Member of the Bundestag
- In office 1976–1993

Vice President of the European Investment Bank
- In office 1993–2006

Personal details
- Born: 26 January 1941 Schwäbisch Hall, Baden-Württemberg, Germany
- Died: 4 July 2021 (aged 80) Bonn, North Rhine-Westphalia, Germany
- Political party: Social Democratic Party of Germany (SPD)

= Wolfgang Roth (politician) =

German politician (1941–2021)

Wolfgang Roth (26 January 1941 – 4 July 2021) was a German politician and member of the Social Democratic Party of Germany (SPD). He was a member of the German Bundestag from 1976 until 1993. Roth was the vice president of the European Investment Bank from 1993 to 2006.

== Education ==
After graduating from the Schubart-Gymnasium in Aalen, Roth studied economics in Tübingen and at the Free University of Berlin, where he held the office of AStA chairman and Berlin state chairman in the Association of German Student Bodies (VDS) in 1964. He graduated in 1968 with a degree in economics.

_Data extract_:
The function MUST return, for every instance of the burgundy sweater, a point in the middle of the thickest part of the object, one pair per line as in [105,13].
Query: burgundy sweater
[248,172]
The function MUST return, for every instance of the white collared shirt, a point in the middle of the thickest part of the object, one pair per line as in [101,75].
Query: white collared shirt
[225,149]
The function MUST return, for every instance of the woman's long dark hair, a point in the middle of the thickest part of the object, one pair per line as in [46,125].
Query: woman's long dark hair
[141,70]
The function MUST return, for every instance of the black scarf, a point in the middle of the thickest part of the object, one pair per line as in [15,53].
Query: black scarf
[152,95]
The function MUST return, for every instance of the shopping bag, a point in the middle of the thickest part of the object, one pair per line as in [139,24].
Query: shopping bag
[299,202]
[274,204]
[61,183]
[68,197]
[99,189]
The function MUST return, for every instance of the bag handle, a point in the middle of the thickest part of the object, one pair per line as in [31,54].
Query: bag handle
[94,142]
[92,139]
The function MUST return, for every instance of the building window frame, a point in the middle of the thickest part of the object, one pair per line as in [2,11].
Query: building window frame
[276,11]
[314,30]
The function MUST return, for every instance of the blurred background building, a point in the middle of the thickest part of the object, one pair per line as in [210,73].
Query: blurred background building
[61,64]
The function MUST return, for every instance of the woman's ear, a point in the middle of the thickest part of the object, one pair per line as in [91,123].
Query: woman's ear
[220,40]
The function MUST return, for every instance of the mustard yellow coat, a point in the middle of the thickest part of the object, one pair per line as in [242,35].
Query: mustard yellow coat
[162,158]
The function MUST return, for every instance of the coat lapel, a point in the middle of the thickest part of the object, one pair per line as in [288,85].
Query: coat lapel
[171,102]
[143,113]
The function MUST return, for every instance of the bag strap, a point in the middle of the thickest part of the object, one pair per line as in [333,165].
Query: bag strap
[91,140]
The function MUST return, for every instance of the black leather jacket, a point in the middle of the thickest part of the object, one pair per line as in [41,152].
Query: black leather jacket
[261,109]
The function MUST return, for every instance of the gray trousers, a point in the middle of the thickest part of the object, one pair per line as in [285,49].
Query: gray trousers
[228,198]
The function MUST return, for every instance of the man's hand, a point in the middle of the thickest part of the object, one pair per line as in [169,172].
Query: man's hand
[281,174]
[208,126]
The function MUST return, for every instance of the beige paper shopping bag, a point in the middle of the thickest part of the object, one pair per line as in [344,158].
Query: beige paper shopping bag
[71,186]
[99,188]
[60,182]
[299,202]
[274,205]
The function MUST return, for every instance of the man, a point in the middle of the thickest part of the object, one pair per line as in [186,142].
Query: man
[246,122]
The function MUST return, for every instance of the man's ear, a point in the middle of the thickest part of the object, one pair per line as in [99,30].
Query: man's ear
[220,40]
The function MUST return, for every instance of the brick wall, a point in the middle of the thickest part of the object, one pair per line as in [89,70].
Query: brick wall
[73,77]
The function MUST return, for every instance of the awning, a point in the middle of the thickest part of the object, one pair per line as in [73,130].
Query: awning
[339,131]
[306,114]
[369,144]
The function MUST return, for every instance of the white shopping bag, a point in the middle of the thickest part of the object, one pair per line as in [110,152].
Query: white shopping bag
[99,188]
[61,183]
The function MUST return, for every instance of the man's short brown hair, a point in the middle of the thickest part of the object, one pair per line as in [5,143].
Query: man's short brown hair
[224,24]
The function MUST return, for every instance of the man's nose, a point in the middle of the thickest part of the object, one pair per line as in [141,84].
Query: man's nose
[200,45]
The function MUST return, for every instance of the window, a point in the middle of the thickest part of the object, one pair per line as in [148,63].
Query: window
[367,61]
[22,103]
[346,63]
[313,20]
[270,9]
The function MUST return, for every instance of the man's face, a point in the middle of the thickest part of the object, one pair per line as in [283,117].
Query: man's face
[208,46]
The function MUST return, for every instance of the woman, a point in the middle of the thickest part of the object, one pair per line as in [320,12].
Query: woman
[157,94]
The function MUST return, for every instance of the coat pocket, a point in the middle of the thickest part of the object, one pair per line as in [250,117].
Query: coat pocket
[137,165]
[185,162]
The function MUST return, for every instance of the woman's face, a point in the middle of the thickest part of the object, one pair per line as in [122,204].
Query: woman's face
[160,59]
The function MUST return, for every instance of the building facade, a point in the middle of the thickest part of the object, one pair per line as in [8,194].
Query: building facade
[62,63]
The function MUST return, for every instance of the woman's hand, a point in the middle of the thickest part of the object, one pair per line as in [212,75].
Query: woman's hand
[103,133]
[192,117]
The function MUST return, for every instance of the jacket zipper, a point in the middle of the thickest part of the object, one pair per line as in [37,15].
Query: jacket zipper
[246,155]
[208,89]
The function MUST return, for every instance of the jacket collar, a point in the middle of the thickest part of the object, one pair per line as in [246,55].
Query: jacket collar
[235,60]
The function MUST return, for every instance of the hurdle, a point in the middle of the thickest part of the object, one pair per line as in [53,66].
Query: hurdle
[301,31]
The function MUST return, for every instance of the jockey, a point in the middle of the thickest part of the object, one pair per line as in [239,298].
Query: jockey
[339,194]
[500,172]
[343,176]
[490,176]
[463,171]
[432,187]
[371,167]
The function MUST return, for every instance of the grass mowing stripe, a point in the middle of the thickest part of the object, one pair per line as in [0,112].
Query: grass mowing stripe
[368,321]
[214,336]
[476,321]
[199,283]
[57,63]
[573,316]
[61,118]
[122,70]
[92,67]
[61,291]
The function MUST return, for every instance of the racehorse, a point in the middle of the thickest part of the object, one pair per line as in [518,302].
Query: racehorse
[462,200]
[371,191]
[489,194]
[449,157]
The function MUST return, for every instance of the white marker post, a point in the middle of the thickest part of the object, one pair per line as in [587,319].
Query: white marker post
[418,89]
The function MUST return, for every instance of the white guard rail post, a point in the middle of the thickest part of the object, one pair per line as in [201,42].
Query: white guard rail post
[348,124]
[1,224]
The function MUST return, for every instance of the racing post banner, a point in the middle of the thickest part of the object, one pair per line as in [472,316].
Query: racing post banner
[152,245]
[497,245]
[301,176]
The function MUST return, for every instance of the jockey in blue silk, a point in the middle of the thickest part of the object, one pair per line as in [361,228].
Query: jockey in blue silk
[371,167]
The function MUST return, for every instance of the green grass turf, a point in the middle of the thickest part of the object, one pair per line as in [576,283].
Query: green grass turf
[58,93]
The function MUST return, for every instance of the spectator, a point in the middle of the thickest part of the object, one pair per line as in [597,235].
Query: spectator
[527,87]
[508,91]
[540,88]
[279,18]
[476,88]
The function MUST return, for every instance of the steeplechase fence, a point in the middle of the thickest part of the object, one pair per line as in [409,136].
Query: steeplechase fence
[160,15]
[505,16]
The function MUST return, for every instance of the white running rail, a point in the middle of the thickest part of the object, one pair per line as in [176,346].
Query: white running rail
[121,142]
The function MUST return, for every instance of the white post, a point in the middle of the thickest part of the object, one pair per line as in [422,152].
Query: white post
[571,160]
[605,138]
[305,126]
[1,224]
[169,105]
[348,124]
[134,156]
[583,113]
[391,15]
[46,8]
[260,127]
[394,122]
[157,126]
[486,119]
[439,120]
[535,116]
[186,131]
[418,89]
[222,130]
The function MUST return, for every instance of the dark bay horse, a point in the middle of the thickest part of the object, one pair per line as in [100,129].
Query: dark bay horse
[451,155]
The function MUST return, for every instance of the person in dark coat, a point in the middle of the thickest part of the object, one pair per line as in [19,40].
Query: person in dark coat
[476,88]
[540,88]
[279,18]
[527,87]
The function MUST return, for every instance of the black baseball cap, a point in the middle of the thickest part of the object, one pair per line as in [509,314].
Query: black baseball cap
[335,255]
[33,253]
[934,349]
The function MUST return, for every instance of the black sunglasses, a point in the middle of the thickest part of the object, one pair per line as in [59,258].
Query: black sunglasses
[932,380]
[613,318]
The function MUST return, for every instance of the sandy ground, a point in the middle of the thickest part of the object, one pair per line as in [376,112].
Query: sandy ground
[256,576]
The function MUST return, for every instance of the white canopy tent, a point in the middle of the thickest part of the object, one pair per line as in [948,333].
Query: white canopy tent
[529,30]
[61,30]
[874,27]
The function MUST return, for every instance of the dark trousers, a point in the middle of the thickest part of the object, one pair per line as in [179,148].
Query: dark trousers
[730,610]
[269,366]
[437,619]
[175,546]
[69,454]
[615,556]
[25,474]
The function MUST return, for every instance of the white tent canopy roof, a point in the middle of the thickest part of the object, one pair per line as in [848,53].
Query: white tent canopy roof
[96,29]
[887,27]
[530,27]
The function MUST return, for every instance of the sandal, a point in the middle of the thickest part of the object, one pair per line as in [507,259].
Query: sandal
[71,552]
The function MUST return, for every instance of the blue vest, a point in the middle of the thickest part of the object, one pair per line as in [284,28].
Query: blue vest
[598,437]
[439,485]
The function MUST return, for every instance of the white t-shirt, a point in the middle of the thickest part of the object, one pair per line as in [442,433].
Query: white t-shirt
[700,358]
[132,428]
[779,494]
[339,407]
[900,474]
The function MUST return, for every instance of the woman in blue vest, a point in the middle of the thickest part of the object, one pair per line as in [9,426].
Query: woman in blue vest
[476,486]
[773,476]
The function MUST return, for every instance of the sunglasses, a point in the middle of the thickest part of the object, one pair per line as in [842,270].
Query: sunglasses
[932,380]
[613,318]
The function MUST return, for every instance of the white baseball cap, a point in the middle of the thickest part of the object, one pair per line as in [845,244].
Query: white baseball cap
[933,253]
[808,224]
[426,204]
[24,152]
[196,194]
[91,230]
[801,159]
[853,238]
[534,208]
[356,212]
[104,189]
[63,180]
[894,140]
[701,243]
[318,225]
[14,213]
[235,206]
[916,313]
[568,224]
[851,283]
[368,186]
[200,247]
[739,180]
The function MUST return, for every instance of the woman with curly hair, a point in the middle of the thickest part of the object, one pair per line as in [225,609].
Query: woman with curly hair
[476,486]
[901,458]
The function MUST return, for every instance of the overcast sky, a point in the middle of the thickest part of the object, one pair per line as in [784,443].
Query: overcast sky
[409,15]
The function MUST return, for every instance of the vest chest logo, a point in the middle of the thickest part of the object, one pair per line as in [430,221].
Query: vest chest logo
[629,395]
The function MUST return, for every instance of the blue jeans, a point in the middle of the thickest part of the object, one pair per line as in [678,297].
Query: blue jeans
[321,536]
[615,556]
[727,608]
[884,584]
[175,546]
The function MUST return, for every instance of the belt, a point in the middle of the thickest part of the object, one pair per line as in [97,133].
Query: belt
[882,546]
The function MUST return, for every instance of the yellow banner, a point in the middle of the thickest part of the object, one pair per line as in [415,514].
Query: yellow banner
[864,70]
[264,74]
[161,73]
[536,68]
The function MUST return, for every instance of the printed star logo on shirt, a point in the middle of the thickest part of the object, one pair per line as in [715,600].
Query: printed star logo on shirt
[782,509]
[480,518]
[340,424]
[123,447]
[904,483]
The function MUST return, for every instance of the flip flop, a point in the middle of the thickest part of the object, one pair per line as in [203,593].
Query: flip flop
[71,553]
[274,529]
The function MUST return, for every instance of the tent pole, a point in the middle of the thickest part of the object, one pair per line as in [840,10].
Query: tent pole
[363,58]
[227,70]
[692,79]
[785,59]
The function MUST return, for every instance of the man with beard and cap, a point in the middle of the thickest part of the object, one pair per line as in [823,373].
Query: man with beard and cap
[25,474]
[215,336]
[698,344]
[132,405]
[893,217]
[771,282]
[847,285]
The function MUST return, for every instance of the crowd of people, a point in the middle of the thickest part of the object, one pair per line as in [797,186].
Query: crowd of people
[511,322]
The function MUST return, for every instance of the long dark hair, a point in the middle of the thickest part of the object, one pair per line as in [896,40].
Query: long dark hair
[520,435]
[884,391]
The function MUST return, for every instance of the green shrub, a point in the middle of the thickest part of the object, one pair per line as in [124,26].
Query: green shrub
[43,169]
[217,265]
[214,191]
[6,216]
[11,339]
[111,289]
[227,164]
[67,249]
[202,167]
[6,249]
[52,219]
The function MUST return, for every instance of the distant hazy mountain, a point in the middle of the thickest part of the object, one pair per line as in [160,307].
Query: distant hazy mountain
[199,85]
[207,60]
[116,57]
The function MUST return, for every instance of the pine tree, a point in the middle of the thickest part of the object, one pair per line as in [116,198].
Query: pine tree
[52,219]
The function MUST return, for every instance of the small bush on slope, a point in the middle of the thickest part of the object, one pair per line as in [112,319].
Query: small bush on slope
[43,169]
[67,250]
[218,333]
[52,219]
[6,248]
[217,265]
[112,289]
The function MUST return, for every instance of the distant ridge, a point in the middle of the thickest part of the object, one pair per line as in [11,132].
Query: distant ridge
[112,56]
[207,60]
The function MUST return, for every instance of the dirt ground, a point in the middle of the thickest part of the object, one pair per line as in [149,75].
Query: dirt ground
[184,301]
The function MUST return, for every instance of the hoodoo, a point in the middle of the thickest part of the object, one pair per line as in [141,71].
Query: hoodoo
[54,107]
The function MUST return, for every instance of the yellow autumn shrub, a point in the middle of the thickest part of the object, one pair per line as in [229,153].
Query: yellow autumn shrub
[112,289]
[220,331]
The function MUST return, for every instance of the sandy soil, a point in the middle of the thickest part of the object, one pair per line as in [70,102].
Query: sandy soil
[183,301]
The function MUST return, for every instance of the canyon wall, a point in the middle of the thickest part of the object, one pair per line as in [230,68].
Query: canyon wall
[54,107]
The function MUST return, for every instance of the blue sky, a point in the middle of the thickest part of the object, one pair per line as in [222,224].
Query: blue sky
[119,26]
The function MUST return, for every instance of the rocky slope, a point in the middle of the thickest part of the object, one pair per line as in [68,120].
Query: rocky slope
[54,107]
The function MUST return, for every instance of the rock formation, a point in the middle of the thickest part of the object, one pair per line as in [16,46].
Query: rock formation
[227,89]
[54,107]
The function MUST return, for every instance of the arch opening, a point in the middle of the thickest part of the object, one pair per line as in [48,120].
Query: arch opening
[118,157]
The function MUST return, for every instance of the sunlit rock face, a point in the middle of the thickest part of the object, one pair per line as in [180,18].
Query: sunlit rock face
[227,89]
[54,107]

_Check your understanding_:
A. Do the following statements agree with the Wolfgang Roth biography above? Answer yes or no for each, quoting the deciding words of the text.
(i) Roth studied economics in Tübingen and at the Free University of Berlin.
(ii) Roth was vice president of the European Investment Bank from 1976 to 1993.
(iii) Roth graduated with a degree in economics in 1964.
B. Please continue the Wolfgang Roth biography above, picking up after its final sentence.

_Task results_:
A.
(i) Yes: "Roth studied economics in Tübingen and at the Free University of Berlin"
(ii) No: "Roth was the vice president of the European Investment Bank from 1993 to 2006."
(iii) No: "He graduated in 1968 with a degree in economics."

B.
== Political career ==
Roth joined the SPD in 1962 and initially became involved in the Social Democratic University Association. He was deputy chairman of the Jusos from 1969 to 1972 and then chairman from 1972 to 1974.

Roth was first elected to the German Bundestag in 1976 on the state list of the Baden-Württemberg SPD. He was the SPD's economic policy spokesman there and Deputy Chairman of the SPD parliamentary group from 1981 to 1991. Following his appointment as Vice-President of the European Investment Bank, Wolfgang Roth resigned his seat in the Bundestag on 2 September 1993.